DATA SUPPLIED
+ + +

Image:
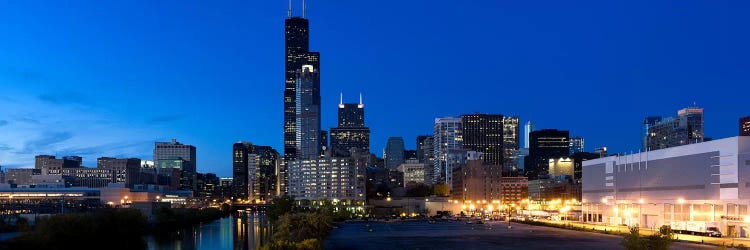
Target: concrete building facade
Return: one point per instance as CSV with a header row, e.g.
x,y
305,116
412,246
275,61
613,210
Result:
x,y
689,187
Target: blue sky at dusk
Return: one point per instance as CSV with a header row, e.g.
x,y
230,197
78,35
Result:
x,y
95,78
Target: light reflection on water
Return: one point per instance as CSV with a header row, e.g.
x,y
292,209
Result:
x,y
241,231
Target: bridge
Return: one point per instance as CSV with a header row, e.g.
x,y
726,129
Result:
x,y
249,206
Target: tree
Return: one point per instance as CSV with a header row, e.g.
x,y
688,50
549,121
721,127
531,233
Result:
x,y
633,241
661,241
280,206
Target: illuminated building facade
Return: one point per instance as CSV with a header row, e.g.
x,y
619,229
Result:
x,y
511,142
394,152
256,172
576,145
174,150
484,133
689,187
414,173
308,113
424,149
514,190
545,144
447,135
327,178
477,181
683,129
351,133
296,54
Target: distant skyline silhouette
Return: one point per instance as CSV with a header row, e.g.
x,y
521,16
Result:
x,y
109,79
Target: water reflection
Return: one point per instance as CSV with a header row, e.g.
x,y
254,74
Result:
x,y
242,231
253,231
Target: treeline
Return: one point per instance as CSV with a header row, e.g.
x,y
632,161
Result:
x,y
295,228
106,228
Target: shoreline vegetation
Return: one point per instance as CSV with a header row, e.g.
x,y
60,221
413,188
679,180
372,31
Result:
x,y
297,229
107,228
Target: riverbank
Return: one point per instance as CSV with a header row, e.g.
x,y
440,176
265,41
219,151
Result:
x,y
94,229
622,231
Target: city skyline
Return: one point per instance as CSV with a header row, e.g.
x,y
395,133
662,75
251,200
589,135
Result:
x,y
145,106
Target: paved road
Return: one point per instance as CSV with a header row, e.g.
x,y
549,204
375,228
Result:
x,y
457,235
645,231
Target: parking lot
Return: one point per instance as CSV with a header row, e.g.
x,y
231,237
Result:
x,y
460,235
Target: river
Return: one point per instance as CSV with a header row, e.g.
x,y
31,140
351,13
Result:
x,y
244,231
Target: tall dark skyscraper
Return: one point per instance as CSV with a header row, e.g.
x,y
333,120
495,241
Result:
x,y
351,133
424,153
394,152
745,126
484,133
544,145
240,159
297,54
308,143
351,115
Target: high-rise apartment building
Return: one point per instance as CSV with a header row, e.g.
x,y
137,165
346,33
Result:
x,y
323,140
477,181
175,150
685,128
256,174
484,133
394,152
263,182
647,123
745,126
126,170
544,145
296,54
351,133
308,113
447,135
328,178
576,145
511,143
526,131
424,151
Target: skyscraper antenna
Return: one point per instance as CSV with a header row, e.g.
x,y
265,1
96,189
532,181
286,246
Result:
x,y
289,11
304,9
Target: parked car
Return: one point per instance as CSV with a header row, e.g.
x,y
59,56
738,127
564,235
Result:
x,y
713,232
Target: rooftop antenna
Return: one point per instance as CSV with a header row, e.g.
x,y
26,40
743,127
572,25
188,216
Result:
x,y
304,9
289,11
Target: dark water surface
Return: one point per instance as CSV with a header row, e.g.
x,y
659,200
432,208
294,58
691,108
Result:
x,y
244,231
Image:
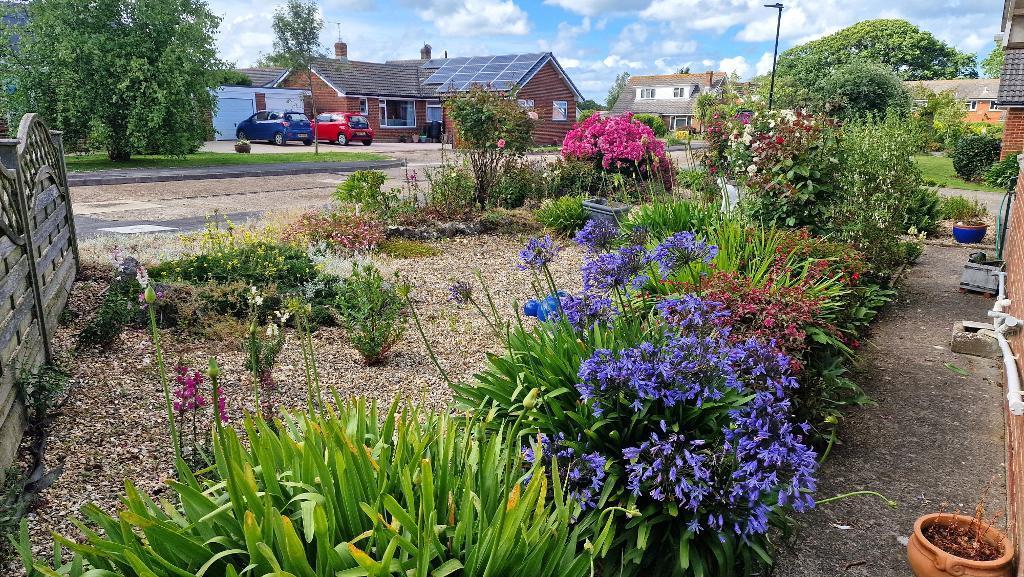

+ + +

TASK TO CARRY OUT
Put every line of the items above into a Markdown table with the columns "Row" and "Item line", numbering the rows and skipping blank lines. Leave the pictures out.

WRITTEN ANSWER
| Row | Item line |
|---|---|
| 1 | Image: |
| 2 | Target: concrete building facade |
| 3 | Return: one point per instance as CSV with a header row, e.g. |
| 4 | x,y |
| 5 | 305,116 |
| 6 | 412,246 |
| 7 | 275,61 |
| 8 | 613,210 |
| 9 | Result: |
| 10 | x,y |
| 11 | 689,187 |
| 12 | Target: blue sky at dusk |
| 13 | Return: one point per instance as CSV with a header row, e.g. |
| 14 | x,y |
| 15 | 230,197 |
| 16 | 78,35 |
| 17 | Result: |
| 18 | x,y |
| 19 | 95,78 |
| 20 | Target: light reflection on water |
| 21 | Return: one point per instance as CSV with a header row, e.g. |
| 22 | x,y |
| 23 | 292,209 |
| 24 | Result: |
| 25 | x,y |
| 26 | 241,231 |
| 27 | Target: bridge |
| 28 | Return: one point per instance as CSV with a header row, e.g. |
| 29 | x,y |
| 30 | 726,129 |
| 31 | Result: |
| 32 | x,y |
| 33 | 249,206 |
| 34 | Target: tree |
| 35 | Return: one point per instance as CSV with a header row, e.g. |
| 36 | x,y |
| 37 | 688,50 |
| 38 | 549,121 |
| 39 | 721,127 |
| 40 | 531,233 |
| 41 | Result: |
| 42 | x,y |
| 43 | 633,241 |
| 44 | 661,241 |
| 45 | 280,206 |
| 46 | Target: illuminated building facade |
| 47 | Return: one point per instance as CSV with a header row, e.g. |
| 48 | x,y |
| 49 | 619,229 |
| 50 | Result: |
| 51 | x,y |
| 52 | 511,142 |
| 53 | 394,152 |
| 54 | 256,172 |
| 55 | 576,145 |
| 56 | 174,150 |
| 57 | 484,133 |
| 58 | 689,187 |
| 59 | 414,173 |
| 60 | 308,113 |
| 61 | 424,149 |
| 62 | 514,190 |
| 63 | 545,144 |
| 64 | 447,135 |
| 65 | 327,178 |
| 66 | 477,181 |
| 67 | 683,129 |
| 68 | 351,133 |
| 69 | 296,54 |
| 70 | Target: distant skyline silhouette |
| 71 | Return: one point per instance as CSV with a header row, e.g. |
| 72 | x,y |
| 73 | 521,16 |
| 74 | Result: |
| 75 | x,y |
| 76 | 109,79 |
| 77 | Target: water reflection |
| 78 | Return: one point per instance as CSV with a header row, e.g. |
| 79 | x,y |
| 80 | 254,74 |
| 81 | Result: |
| 82 | x,y |
| 83 | 242,231 |
| 84 | 253,231 |
| 85 | Target: treeline |
| 86 | Return: one point per instance as CSV with a header row, e.g. |
| 87 | x,y |
| 88 | 632,161 |
| 89 | Result: |
| 90 | x,y |
| 91 | 295,228 |
| 92 | 106,228 |
| 93 | Target: shoreline vegetation |
| 94 | Return: one point per instance as CSV with a header row, e.g. |
| 95 | x,y |
| 96 | 60,221 |
| 97 | 413,188 |
| 98 | 679,180 |
| 99 | 372,31 |
| 100 | Result: |
| 101 | x,y |
| 102 | 297,229 |
| 103 | 107,228 |
| 104 | Target: riverbank |
| 105 | Return: one point per instance as CSV with a header row, e.g. |
| 106 | x,y |
| 107 | 440,176 |
| 108 | 265,41 |
| 109 | 219,151 |
| 110 | Result: |
| 111 | x,y |
| 112 | 94,229 |
| 113 | 622,231 |
| 114 | Target: city skyline |
| 115 | Return: one point per instance as CSV with a header row, e.g. |
| 116 | x,y |
| 117 | 395,133 |
| 118 | 662,75 |
| 119 | 251,200 |
| 120 | 589,135 |
| 121 | Result: |
| 122 | x,y |
| 123 | 145,106 |
| 124 | Target: paved road |
| 125 | Return: one point per instance as CSV with a header row, e.g. |
| 126 | x,y |
| 127 | 549,204 |
| 128 | 375,228 |
| 129 | Result: |
| 130 | x,y |
| 131 | 457,235 |
| 132 | 645,231 |
| 133 | Target: parking lot |
| 134 | Return: one point per instance as CSV with a header row, e.g. |
| 135 | x,y |
| 136 | 231,237 |
| 137 | Result: |
| 138 | x,y |
| 139 | 460,235 |
| 140 | Target: river |
| 141 | Return: one point per instance as CSV with a header row, e.g. |
| 142 | x,y |
| 143 | 31,140 |
| 144 | 351,13 |
| 145 | Result: |
| 146 | x,y |
| 147 | 244,231 |
| 148 | Target: tall dark skyscraper |
| 149 | Return: one point per instance as CSV with a header row, e.g. |
| 150 | x,y |
| 151 | 333,120 |
| 152 | 495,241 |
| 153 | Result: |
| 154 | x,y |
| 155 | 351,133 |
| 156 | 424,153 |
| 157 | 394,152 |
| 158 | 745,126 |
| 159 | 484,133 |
| 160 | 544,145 |
| 161 | 240,159 |
| 162 | 297,54 |
| 163 | 308,143 |
| 164 | 351,115 |
| 165 | Target: high-rise apartment building |
| 166 | Return: one point per instance as CSV with a header row, e.g. |
| 167 | x,y |
| 168 | 137,165 |
| 169 | 346,33 |
| 170 | Result: |
| 171 | x,y |
| 172 | 323,140 |
| 173 | 477,181 |
| 174 | 175,150 |
| 175 | 685,128 |
| 176 | 256,174 |
| 177 | 484,133 |
| 178 | 394,152 |
| 179 | 263,182 |
| 180 | 647,123 |
| 181 | 745,126 |
| 182 | 126,170 |
| 183 | 544,145 |
| 184 | 296,54 |
| 185 | 351,133 |
| 186 | 308,113 |
| 187 | 447,135 |
| 188 | 328,178 |
| 189 | 576,145 |
| 190 | 511,143 |
| 191 | 526,131 |
| 192 | 424,151 |
| 193 | Target: skyscraper antenna |
| 194 | Return: one point per instance as CSV with a header row, e.g. |
| 195 | x,y |
| 196 | 265,1 |
| 197 | 96,189 |
| 198 | 532,181 |
| 199 | 286,246 |
| 200 | Result: |
| 201 | x,y |
| 202 | 289,11 |
| 203 | 304,9 |
| 204 | Target: parked car |
| 205 | Return: one point per instance as CSV with a header row, e.g. |
| 206 | x,y |
| 207 | 59,56 |
| 208 | 738,127 |
| 209 | 564,235 |
| 210 | Result: |
| 211 | x,y |
| 212 | 713,232 |
| 213 | Target: rooftop antenna |
| 214 | Return: one point per instance as CSV with a header row, e.g. |
| 215 | x,y |
| 216 | 26,40 |
| 217 | 743,127 |
| 218 | 572,25 |
| 219 | 188,216 |
| 220 | Result: |
| 221 | x,y |
| 222 | 304,9 |
| 223 | 289,11 |
| 224 | Target: dark water surface |
| 225 | Return: one point per instance as CSV with a header row, e.g. |
| 226 | x,y |
| 227 | 659,200 |
| 228 | 432,208 |
| 229 | 294,58 |
| 230 | 691,108 |
| 231 | Result: |
| 232 | x,y |
| 233 | 244,231 |
| 234 | Image: |